**Objetivo do exercício**
Pode transcrever, sem alterar nada, a passagem do texto sobre a morte que começa nas palavras que contêm "Numa perspectiva espiritualista" e termina em "qualquer interferência material."?

**Trecho do texto**
Numa perspectiva espiritualista a morte como
aniquilamento total não existe, pois, o espírito sobreviverá às suas
manifestações temporais, purificado, ao participar das primícias da eternidade.
Alcançado o patamar superior da existência ou modo de ser próprio do homem, o
prolongamento da vida biológica, indefinidamente, redundaria na privação de uma
experiência inexcedível de liberdade, criatividade e integração com o absoluto
criador, sem qualquer interferência material.
A incerteza do que está por vir após a morte
biológica enseja o maior de todos os medos que acometem o homem. Mas a
infalibilidade da perfeição do Criador garante ao homem superar sem
traumas o medo de morrer. Acabamos por entender que a ideia de tudo
terminar com o fim da vida biológica é incompatível com a definição de um Deus
criador, e no fim o Espírito (eterno) reinará como um absoluto. Ora, sendo o
Criador, necessariamente, um absoluto, nada mais existe fora d´Ele. Ele é o
princípio e o fim de tudo que existe ou poderá existir. Mas só se capacitam
disso durante a existência temporal os homens que em sua vida biológica não se
deixaram vencer pelo atavismo animal e viveram com intensidade o amor à verdade
e a solidariedade entre seus pares.
A evolução da matéria até e emergência de um
ser consciente reflexivo aponta para a caminhada evolutiva em busca de uma
ordem crescente, o que remete a uma consciência eterna, ordenadora, inerente ao
Deus criador - um absoluto - princípio e fim de tudo quanto existe. Pois
uma ordem crescente no processo evolutivo implica numa intenção prévia, e não
há intenção sem consciência, no caso uma consciência universal. Por definição,
nada existe fora do absoluto; este absorve o tempo, de modo que nele não há
passado nem futuro, tudo é presente eterno, infinito. O homem é um projeto
perfeito de organização da matéria, mediante a complexificação crescente desta matériaT,
que ensejou a vida consciente - manifestação do espírito - necessária para o
exercício do amor e da solidariedade, virtudes indispensáveis à sobrevivência
do homem e ao prolongamento da Evolução.

**Dados listados**
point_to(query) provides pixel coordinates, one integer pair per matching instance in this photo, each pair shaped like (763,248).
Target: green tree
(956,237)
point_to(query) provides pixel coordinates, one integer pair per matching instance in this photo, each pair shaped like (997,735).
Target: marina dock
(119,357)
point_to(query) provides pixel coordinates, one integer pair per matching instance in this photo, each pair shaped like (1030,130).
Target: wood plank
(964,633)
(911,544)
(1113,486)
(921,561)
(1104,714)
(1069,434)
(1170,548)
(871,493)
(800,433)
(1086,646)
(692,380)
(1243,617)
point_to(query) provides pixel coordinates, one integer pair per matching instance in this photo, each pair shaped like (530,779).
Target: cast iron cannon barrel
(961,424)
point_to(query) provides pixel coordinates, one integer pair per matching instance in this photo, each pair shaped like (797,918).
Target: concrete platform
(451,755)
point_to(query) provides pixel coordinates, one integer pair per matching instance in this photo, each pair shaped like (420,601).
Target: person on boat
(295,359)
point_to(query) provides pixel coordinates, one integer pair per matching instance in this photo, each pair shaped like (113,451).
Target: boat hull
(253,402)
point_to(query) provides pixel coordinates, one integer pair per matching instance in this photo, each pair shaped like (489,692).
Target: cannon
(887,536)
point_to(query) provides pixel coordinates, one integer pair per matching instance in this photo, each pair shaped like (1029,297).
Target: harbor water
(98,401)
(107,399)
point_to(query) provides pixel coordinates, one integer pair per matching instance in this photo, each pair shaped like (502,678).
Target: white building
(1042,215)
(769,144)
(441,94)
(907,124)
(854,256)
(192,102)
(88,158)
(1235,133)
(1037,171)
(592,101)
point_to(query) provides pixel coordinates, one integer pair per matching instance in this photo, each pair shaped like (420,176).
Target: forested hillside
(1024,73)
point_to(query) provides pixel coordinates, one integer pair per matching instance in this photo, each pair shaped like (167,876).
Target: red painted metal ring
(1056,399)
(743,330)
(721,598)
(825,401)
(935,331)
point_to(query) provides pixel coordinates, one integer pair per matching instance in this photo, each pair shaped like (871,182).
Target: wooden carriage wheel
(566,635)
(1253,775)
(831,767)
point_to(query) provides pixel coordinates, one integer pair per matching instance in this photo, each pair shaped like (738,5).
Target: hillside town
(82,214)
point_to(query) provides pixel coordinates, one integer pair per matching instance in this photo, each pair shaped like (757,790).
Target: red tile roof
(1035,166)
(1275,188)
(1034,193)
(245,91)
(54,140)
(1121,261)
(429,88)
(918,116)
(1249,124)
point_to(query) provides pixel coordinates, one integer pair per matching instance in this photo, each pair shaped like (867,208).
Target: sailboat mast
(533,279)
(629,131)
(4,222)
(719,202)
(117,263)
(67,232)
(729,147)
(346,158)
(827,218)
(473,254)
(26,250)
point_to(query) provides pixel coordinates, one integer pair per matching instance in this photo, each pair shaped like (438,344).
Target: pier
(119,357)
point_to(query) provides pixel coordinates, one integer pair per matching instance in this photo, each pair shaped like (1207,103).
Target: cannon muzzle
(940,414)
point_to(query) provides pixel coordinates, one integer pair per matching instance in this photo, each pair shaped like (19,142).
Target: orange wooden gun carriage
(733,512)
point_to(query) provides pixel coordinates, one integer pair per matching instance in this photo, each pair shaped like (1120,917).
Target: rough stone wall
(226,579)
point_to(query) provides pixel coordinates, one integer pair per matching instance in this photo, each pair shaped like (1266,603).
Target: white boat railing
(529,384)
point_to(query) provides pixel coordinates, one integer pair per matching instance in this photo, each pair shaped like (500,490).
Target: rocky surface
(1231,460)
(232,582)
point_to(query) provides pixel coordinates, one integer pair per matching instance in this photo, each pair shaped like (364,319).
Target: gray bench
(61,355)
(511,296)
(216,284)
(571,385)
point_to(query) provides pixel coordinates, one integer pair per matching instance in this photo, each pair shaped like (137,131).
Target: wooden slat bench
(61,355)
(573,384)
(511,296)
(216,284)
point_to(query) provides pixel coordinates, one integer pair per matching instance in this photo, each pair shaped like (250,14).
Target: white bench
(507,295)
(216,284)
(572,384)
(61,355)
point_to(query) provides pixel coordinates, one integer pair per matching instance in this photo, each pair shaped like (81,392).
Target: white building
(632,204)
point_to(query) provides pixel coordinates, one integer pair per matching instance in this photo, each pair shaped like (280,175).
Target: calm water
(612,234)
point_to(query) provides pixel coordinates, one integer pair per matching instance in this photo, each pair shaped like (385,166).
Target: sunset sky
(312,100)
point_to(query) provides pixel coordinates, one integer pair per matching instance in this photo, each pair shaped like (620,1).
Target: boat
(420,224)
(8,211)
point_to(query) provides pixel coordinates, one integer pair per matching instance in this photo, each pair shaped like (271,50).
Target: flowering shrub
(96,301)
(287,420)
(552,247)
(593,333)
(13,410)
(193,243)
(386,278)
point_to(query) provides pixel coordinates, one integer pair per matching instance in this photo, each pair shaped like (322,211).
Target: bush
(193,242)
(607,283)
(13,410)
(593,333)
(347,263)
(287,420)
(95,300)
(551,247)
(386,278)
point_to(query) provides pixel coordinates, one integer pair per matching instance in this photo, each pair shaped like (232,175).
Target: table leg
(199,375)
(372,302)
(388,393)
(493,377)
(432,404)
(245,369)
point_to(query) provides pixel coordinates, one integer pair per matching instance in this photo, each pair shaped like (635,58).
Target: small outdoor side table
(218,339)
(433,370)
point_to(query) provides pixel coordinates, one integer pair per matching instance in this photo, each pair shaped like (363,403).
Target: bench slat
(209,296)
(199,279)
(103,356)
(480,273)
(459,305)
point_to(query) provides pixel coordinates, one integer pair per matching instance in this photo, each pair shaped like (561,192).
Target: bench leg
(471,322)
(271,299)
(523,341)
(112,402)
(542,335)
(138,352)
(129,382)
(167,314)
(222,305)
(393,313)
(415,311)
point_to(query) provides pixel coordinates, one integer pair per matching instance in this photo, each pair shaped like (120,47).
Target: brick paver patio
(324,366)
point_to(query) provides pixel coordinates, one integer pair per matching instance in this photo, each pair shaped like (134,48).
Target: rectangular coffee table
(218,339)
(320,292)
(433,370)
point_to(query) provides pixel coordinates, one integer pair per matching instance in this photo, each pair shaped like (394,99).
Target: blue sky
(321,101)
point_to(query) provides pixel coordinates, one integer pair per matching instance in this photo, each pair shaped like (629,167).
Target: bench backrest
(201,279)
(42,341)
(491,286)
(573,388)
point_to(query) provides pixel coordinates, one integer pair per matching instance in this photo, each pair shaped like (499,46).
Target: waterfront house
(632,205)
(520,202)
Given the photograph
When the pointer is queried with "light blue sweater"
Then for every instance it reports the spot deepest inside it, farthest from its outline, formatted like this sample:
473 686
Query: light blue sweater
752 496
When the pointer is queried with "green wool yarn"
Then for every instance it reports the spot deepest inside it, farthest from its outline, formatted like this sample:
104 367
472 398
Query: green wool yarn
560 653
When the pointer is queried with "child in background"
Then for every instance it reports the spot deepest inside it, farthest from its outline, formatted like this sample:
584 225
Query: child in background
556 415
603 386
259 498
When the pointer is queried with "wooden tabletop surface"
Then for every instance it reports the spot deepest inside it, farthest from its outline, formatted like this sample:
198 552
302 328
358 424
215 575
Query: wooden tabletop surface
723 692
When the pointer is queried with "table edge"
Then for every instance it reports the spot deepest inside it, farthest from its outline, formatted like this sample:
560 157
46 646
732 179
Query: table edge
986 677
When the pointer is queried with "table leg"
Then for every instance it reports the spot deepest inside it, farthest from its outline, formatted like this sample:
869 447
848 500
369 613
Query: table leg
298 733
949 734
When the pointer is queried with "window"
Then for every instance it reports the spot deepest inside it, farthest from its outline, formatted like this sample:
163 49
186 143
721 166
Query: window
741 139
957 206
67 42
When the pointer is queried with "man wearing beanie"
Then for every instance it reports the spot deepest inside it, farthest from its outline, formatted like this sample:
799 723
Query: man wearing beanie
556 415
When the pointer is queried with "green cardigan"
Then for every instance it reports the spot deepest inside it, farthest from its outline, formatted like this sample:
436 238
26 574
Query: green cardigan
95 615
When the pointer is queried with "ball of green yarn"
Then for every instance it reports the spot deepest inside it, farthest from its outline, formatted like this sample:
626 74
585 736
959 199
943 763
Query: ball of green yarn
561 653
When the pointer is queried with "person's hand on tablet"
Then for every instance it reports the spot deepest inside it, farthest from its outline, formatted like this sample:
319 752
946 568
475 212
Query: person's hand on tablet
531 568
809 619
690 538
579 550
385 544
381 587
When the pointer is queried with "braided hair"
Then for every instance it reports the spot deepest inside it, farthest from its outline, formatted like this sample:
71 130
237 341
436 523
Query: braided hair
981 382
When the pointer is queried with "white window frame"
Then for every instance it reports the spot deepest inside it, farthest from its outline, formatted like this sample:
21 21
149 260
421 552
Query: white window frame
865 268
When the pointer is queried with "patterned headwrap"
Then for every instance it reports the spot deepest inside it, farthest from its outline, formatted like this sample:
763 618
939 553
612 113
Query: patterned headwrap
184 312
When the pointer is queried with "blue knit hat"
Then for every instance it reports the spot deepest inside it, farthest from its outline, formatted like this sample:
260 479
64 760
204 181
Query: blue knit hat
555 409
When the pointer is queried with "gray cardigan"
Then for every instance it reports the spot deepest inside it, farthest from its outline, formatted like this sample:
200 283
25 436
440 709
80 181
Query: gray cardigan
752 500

**Resposta do exercício**
Numa perspectiva espiritualista a morte como
aniquilamento total não existe, pois, o espírito sobreviverá às suas
manifestações temporais, purificado, ao participar das primícias da eternidade.
Alcançado o patamar superior da existência ou modo de ser próprio do homem, o
prolongamento da vida biológica, indefinidamente, redundaria na privação de uma
experiência inexcedível de liberdade, criatividade e integração com o absoluto
criador, sem qualquer interferência material.